==== Stored rows ====

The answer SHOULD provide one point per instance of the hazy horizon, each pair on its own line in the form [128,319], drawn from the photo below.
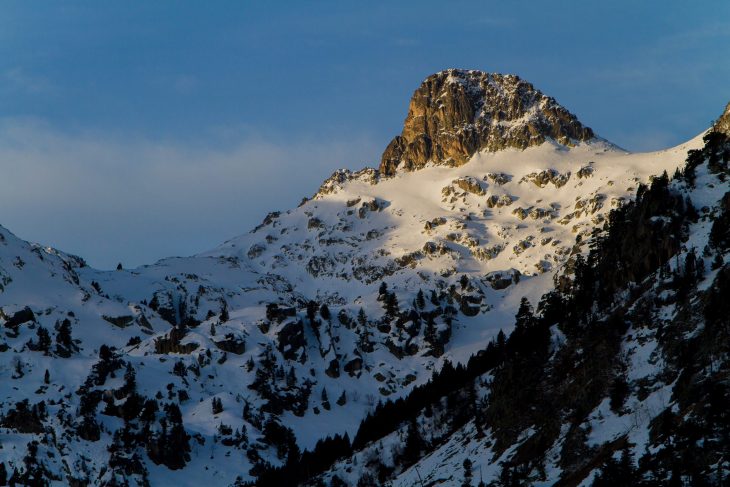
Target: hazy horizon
[134,132]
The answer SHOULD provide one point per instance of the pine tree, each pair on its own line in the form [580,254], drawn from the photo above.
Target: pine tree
[467,473]
[325,400]
[224,312]
[414,443]
[43,340]
[362,319]
[324,312]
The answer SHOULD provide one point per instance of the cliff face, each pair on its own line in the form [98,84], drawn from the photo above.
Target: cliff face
[723,123]
[455,113]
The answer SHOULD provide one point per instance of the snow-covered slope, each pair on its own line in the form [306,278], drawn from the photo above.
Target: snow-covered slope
[291,325]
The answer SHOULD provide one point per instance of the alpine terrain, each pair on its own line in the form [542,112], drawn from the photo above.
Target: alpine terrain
[508,299]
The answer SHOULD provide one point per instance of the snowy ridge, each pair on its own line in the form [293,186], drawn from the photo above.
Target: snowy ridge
[267,328]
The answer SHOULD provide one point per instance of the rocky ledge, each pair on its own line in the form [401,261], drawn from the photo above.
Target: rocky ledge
[455,113]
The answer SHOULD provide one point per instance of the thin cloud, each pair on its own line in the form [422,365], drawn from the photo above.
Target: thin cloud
[110,199]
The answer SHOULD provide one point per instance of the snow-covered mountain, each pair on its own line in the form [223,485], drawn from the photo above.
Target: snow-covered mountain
[215,367]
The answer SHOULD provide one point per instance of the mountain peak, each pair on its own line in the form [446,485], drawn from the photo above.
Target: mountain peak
[723,123]
[456,112]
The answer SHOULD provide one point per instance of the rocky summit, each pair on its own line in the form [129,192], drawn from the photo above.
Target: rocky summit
[456,113]
[550,312]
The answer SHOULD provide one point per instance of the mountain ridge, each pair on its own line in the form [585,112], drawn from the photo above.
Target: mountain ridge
[455,113]
[296,330]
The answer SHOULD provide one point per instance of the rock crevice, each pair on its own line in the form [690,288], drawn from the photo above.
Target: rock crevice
[455,113]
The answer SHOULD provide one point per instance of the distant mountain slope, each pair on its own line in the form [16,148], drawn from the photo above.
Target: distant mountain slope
[619,380]
[212,368]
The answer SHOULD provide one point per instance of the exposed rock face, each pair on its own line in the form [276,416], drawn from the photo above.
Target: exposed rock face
[455,113]
[723,123]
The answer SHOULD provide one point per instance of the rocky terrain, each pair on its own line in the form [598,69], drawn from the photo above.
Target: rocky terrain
[223,366]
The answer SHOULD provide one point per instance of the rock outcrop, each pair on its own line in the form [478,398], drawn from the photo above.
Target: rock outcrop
[723,123]
[455,113]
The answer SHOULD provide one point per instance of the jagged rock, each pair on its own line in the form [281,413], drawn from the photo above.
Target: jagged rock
[723,123]
[353,367]
[470,185]
[333,369]
[23,316]
[543,178]
[455,113]
[498,202]
[232,344]
[120,321]
[170,343]
[502,279]
[498,178]
[290,339]
[585,171]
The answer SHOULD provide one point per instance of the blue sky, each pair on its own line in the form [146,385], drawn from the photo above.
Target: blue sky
[131,131]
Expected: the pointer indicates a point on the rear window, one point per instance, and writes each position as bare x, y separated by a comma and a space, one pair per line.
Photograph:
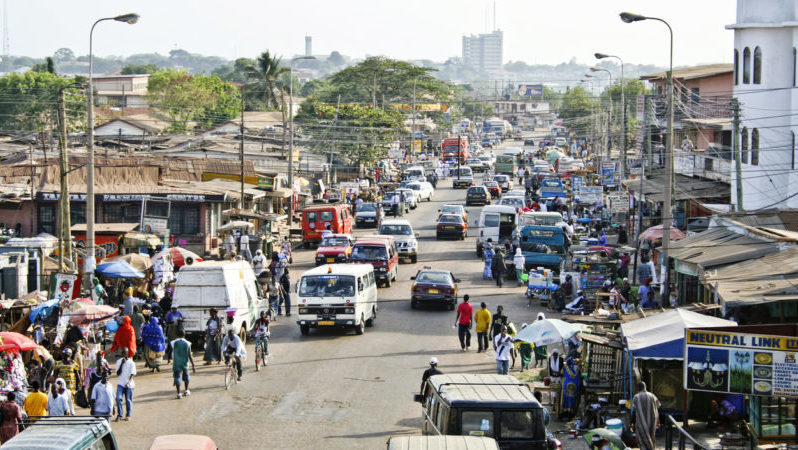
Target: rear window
477, 423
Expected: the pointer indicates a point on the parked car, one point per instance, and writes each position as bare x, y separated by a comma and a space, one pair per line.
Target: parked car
405, 237
369, 214
433, 286
477, 195
335, 248
451, 225
424, 190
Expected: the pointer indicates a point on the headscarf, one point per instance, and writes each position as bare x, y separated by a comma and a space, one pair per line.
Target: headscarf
125, 337
153, 336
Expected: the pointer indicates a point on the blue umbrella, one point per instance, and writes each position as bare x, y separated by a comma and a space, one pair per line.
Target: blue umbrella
119, 269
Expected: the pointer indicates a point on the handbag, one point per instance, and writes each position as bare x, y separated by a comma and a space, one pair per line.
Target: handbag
81, 399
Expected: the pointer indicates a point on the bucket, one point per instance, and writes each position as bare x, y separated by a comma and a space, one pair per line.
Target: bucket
615, 425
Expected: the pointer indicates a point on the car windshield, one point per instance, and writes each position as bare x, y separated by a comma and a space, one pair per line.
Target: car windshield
396, 229
334, 241
434, 277
451, 218
327, 286
369, 253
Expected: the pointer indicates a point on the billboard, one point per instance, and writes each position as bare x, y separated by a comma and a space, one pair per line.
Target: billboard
530, 90
741, 363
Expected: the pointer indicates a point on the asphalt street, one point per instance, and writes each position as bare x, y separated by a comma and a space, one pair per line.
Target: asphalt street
334, 389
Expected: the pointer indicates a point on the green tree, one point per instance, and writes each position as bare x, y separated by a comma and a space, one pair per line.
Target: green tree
135, 69
182, 97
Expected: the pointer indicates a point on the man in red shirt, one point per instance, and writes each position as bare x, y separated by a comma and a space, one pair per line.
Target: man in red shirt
464, 314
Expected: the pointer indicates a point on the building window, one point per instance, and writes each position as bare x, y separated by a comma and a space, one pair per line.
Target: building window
757, 66
746, 66
737, 64
184, 219
755, 147
744, 146
46, 219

====

> To do:
Rewrite the items from the line that contains "Expected: the pointer indicates a point on the handbag, one" through the end of the items, inclusive, swapping every "pointer" for "marker" and leaving everything else unchanged.

> Expected answer:
Expected: the marker indicates a point on the handbag, one point per instance, and writes each position as bare x, y separated by a comma and a space, one pair per line.
Target: handbag
81, 399
Expected: the marker indicates a point on the bucket, one point per instance, and writes each position as bare x, y separated by a comma and a space, one pair per line.
Target: bucket
615, 425
Expected: the marker indicates a point on the car windshield, one point per instance, and writes each position as bare x, y separated by a comma and a space, one pair per line.
Target: car windshield
396, 229
334, 241
434, 277
451, 218
327, 286
369, 253
Expected: the marker indicates a point on the billboard, one point per instance, and writes each position as bare x, y separated by a comma and a space, one pair per line.
Target: billboard
530, 90
741, 363
Expected: the marker indicates a point on the asphalt street, one point per instance, and writes each position as bare x, y separated by a comma and a space, one pair per line.
Target: asphalt street
334, 389
Expected: the marker indicates a point on the green tree, one point per instance, and writes each position as bare x, y separated by a comma and a space, one pair per line.
Target: green tree
135, 69
182, 97
Expected: the marker indicates a point on the man in red shirt, one point per instance, and writes each position as bare x, y separated by a comma and a space, one pair per line.
Target: man in red shirt
464, 314
Expected: the marker indicates a point on the building window, one point per instance, and writes each position as bare x, y separated by a comma and a space, one pair per line.
Target: building window
757, 66
746, 66
737, 64
184, 219
755, 147
744, 146
46, 219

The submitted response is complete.